## Text section
-------------------------

A great deal of excitement, however, had grown around one particular new work, Cosmic Pulses, which received its German premiere at the Friday night concert on 13 July. Originally unveiled in Rome not long before, on 7 May 2007, Mr. Stockhausen had warned the participants earlier in the week that this work would provide a challenge to the listener, and that he himself had still not made up his mind concerning it. The reaction at the world premiere in Italy had seen him signing autographs for one and a half hours after an enthusiastic response from a younger crowd. The work had been commissioned for the Dissonanze Electronic Music Festival, an event mainly focused on “electronica.”
Cosmic Pulses (2007) is arranged for eight tracks, with “241 different trajectories in space” (program notes). The work utilises 24 layers of sound, each with its own associated central pitch, tempo, and spatial motions, each “enlivened by manual regulation of the accelerandi and ritardandi around the respective tempo, and by quite narrow glissandi upwards and downwards around the original melodies” (ibid). The layers are ordered from low to high frequency and corresponding slow to fast rotation on the spatial paths, entering one by one from the (s)lowest and leaving in reverse. In the central portion of the 32-min work, all layers are present, and the density of information provides the aforementioned challenge. In psychological terms, it is challenging with anything more than four layers at once, and the overall summation of layers can become the aggregate impression, with attention flickering between layers as they are emphasized and perturbed following complex charts of parameter envelopes. The source timbre for individual lines is a rather cheap electric piano sound, which is quickly subsumed into the granular storm as the layers gather and tempi increase.
As I listened to the work, I noted a tumult of impressions in real time, writing maniacally in the dark, a number of which I now list in the order of their original writing. They give, I hope, some idea of the speed with which the complexity builds, and the impressions of being caught in a maelstrom:
...violent spasms of space, serial recurrences, a Copernican asylum, over-literal crashes, rushing more and more beyond sense, like being inside Stockhausen's mind as he composes, a battle of enraged keyboardists in a tempo war, granular roars, bass pedals and clatters, gurgling granules accelerate, pushing the boundary of information, tapes spooling mercilessly, a labyrinth of tone pulses, a multiplicity of collisions in an organ factory, even poor synthesis can't ruin this controlled chaos, wider and wider dynamics and layering, building to the synchronies of planets, raging layers, raging presets in a keyboard shop war, a fight at an audio convention, the natural conclusion of serial overload/overlord, the end of bathtime in the lair of the space emperor, spending uncomfortably long in the synth dungeon, dribbling on an electroacoustic conference from above, layers rage and sear in unadulterated pleasure, higher layers reveal then a return to more chaos. Staggering down, staggering up, push push push!!! Underground serial movement, new serialism in the court of king computer music, a tumultuous tempest of temperamental tantrums, only Stockhausen could demand such literal length, either terrible or extremely good depending on your mood, entering the final throes? Bass keeps reccurring, not loud enough! Fader riding, bigger gliss near end, modulation slowing, running cosmic patches, Siriusly exhausting, a few roars near the end, pitter patter of spatial space electronics, drove someone away [an audience member leaves at this point], one layer becomes dominant then falls back, slowing to fewer layers, more controlled gurglings, selective, relaxing into less layers, closing down, suddenly gentle, cathartic, returning to sanity, makes sense, sudden awkward end...

-------------------------

## Required task 1
Filter the listing down to the lines that contain the string "dark", matching case exactly.
The text and the listing were drawn from unrelated sources.

## Extracted records

-------------------------

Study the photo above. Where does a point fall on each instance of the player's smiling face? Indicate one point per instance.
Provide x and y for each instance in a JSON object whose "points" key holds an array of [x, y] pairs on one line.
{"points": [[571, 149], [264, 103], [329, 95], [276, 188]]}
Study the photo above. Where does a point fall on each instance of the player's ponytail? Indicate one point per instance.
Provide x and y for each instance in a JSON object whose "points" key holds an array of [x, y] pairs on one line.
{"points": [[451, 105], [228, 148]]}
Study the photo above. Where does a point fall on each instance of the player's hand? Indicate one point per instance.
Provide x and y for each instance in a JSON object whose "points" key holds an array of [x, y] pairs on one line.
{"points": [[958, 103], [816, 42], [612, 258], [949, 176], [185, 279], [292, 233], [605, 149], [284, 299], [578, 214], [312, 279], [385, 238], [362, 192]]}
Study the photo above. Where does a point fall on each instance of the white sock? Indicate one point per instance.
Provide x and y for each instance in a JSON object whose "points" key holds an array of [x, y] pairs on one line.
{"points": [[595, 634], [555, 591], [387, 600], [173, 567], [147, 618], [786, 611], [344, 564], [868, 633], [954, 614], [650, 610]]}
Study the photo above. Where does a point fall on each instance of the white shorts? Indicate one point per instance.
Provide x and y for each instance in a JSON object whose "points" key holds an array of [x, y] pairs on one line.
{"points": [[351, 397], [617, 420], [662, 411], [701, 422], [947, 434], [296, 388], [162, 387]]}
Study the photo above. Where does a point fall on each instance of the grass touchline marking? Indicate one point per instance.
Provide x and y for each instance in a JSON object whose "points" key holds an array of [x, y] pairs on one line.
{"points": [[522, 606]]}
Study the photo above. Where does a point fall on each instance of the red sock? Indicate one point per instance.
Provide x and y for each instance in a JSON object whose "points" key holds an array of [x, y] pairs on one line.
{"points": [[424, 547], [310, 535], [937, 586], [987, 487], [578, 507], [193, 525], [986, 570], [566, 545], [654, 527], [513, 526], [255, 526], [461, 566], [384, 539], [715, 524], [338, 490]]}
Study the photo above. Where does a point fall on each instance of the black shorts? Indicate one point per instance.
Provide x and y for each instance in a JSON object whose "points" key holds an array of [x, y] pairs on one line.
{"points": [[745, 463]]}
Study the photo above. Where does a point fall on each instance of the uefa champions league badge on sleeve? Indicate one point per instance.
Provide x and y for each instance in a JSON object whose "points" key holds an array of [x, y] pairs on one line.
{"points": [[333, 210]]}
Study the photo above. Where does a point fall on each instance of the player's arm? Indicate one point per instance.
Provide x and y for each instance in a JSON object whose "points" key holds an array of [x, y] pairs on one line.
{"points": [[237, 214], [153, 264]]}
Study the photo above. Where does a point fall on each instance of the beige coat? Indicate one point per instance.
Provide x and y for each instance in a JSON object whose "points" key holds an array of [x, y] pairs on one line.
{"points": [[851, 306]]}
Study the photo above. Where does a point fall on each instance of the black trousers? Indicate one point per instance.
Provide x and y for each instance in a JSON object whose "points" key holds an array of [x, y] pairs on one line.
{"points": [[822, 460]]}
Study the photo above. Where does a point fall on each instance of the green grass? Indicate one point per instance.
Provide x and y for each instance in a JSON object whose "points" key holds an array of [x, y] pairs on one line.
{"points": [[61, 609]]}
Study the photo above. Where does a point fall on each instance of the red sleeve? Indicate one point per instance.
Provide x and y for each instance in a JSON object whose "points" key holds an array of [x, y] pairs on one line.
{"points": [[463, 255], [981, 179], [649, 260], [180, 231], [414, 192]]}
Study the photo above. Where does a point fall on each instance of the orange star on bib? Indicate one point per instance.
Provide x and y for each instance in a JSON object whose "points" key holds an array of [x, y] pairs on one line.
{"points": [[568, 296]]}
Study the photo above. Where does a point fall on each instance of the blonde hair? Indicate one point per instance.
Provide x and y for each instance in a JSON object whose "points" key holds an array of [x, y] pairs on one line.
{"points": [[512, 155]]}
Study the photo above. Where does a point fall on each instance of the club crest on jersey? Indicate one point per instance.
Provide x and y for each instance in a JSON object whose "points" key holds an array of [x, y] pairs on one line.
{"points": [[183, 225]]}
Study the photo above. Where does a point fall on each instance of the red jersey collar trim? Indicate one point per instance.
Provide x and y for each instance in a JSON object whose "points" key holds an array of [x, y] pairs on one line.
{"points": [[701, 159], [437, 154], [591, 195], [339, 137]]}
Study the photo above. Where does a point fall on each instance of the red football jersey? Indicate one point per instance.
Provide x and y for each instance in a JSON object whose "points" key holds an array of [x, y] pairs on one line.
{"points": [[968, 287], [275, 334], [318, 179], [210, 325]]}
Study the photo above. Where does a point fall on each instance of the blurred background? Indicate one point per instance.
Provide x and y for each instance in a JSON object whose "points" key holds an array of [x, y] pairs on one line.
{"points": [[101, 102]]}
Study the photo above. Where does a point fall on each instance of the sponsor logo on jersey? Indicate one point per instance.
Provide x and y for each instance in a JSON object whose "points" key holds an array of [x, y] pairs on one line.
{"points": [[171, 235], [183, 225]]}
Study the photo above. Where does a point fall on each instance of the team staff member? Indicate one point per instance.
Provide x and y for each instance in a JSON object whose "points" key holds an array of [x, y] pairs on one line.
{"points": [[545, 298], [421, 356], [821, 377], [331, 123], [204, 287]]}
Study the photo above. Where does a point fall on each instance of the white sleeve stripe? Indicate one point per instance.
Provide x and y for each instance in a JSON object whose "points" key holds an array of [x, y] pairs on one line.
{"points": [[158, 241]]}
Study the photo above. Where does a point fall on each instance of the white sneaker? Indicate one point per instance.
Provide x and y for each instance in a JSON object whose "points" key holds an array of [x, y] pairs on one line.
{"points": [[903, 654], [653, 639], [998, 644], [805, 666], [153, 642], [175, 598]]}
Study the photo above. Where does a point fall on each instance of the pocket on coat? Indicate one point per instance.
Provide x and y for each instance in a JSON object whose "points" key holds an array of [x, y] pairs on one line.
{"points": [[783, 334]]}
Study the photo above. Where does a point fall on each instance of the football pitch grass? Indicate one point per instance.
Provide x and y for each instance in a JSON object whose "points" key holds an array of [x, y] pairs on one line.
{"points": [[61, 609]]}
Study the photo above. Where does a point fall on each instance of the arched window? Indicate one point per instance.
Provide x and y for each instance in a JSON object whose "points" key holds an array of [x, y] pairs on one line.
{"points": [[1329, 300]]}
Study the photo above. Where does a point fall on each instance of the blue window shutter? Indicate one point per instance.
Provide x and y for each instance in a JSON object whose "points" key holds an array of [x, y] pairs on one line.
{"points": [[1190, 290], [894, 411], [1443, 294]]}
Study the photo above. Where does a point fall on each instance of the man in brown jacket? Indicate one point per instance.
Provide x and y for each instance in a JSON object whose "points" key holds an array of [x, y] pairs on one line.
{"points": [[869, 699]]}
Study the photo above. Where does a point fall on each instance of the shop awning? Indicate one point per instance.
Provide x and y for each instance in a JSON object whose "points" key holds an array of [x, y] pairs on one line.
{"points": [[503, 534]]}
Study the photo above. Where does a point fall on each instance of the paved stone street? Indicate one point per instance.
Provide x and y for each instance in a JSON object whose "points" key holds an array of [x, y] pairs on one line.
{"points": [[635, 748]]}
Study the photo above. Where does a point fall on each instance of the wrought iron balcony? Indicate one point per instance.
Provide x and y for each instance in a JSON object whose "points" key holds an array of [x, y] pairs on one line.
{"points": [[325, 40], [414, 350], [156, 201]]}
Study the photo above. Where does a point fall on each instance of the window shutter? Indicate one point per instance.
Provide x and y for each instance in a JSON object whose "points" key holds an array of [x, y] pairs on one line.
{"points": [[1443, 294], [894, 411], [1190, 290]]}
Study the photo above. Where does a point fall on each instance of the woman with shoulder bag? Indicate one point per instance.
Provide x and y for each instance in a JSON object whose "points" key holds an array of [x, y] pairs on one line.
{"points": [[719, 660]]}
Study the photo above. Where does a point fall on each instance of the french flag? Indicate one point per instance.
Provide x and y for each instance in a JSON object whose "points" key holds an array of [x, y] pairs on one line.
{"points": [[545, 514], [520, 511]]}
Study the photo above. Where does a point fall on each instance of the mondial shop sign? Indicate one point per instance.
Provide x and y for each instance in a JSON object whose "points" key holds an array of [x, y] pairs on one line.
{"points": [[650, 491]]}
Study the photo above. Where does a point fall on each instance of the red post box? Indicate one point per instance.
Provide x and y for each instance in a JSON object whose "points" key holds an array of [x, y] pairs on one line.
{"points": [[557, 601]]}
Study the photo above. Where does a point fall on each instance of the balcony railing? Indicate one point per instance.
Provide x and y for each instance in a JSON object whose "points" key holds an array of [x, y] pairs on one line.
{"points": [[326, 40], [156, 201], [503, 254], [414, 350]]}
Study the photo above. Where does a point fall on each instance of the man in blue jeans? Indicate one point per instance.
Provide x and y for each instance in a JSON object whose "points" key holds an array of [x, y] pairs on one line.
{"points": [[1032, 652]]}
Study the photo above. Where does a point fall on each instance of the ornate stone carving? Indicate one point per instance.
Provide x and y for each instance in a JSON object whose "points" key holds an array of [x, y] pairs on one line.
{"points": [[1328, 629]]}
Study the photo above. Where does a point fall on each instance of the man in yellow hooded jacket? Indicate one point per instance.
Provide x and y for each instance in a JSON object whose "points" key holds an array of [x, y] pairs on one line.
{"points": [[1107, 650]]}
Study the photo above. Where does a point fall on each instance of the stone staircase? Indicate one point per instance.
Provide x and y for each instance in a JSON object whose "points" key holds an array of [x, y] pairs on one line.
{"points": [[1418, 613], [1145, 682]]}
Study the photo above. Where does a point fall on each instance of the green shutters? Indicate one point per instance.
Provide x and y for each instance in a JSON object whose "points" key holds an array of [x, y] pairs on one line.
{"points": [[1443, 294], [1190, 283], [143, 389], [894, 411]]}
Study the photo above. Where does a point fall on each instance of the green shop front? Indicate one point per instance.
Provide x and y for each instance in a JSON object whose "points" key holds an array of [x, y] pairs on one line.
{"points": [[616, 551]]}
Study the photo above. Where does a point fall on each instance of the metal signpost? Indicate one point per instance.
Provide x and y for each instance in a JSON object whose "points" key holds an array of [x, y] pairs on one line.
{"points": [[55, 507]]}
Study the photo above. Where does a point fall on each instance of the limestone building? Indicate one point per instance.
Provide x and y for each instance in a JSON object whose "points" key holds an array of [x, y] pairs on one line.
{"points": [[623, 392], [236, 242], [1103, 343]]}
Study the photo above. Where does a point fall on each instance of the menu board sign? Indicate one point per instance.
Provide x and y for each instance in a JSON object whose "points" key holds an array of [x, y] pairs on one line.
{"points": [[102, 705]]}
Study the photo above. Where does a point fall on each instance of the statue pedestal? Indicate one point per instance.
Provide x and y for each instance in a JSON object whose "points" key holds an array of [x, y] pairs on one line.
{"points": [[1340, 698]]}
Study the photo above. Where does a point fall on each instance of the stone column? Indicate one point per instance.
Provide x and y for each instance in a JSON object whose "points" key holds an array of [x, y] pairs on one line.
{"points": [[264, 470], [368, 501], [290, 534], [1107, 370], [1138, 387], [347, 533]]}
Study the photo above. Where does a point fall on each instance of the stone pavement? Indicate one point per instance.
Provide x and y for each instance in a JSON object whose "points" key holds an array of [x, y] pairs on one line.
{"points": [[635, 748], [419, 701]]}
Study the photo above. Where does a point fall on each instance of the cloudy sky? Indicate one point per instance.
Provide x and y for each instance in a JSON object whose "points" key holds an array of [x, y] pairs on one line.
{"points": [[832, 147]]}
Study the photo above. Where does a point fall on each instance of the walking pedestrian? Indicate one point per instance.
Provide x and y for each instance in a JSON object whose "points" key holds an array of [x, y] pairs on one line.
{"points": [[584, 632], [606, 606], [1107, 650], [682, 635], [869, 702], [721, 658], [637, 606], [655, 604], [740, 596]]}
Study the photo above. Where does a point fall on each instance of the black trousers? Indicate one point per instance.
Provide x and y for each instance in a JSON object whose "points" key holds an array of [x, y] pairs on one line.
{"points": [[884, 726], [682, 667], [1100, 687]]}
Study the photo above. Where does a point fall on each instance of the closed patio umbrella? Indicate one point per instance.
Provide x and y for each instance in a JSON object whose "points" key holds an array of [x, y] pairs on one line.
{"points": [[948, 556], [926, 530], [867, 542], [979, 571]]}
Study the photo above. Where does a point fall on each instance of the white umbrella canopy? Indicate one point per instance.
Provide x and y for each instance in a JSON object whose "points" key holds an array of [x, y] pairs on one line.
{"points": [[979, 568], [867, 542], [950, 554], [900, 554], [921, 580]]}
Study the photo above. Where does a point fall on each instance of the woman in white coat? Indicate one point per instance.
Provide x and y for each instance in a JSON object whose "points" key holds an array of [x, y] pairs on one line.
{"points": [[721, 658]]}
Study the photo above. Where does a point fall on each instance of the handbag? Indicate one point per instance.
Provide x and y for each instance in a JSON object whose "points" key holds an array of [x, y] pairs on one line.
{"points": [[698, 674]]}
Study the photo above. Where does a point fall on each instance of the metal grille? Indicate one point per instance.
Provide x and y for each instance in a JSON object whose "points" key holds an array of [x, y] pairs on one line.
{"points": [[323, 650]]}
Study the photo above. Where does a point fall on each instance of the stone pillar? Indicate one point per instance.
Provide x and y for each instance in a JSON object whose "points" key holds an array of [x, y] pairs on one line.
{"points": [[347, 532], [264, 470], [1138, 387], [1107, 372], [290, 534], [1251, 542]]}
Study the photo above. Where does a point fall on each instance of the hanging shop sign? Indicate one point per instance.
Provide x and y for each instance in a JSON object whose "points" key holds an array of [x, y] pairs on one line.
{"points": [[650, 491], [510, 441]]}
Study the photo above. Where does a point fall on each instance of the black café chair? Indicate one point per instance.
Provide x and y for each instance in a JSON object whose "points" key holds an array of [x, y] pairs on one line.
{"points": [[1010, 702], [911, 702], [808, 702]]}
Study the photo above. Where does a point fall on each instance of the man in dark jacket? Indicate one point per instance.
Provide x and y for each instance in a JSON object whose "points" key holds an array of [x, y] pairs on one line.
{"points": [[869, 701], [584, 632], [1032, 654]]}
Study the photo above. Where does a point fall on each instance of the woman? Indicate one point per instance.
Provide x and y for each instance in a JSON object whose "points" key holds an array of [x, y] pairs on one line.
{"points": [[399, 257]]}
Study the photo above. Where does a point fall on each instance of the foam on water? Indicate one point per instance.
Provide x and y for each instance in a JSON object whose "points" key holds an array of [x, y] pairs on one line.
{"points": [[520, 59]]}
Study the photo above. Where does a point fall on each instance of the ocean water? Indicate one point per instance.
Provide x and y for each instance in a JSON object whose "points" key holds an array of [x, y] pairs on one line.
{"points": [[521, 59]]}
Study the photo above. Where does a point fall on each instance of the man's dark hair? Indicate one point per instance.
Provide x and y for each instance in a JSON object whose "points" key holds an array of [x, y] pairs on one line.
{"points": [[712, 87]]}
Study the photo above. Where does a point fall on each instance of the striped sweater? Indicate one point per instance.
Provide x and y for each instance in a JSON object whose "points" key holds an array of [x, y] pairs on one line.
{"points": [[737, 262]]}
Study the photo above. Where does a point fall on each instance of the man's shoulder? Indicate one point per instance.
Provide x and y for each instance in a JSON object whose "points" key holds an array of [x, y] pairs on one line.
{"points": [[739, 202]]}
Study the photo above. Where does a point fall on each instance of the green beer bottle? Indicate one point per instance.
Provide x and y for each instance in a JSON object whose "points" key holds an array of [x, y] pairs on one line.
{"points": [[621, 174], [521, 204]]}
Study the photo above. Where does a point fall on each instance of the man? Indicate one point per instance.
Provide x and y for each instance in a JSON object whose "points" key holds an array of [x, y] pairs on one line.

-------------------------

## Required task 2
According to the text on Cosmic Pulses, how many layers of sound does the work use?

## Complete response 1
Study the photo above. Where does a point fall on each instance of the man in dark jacket? Indicate one point per instance.
Study the photo above. Where does a point fall on each instance of the man's dark hair? Indicate one point per instance.

## Complete response 2
24 layers of sound.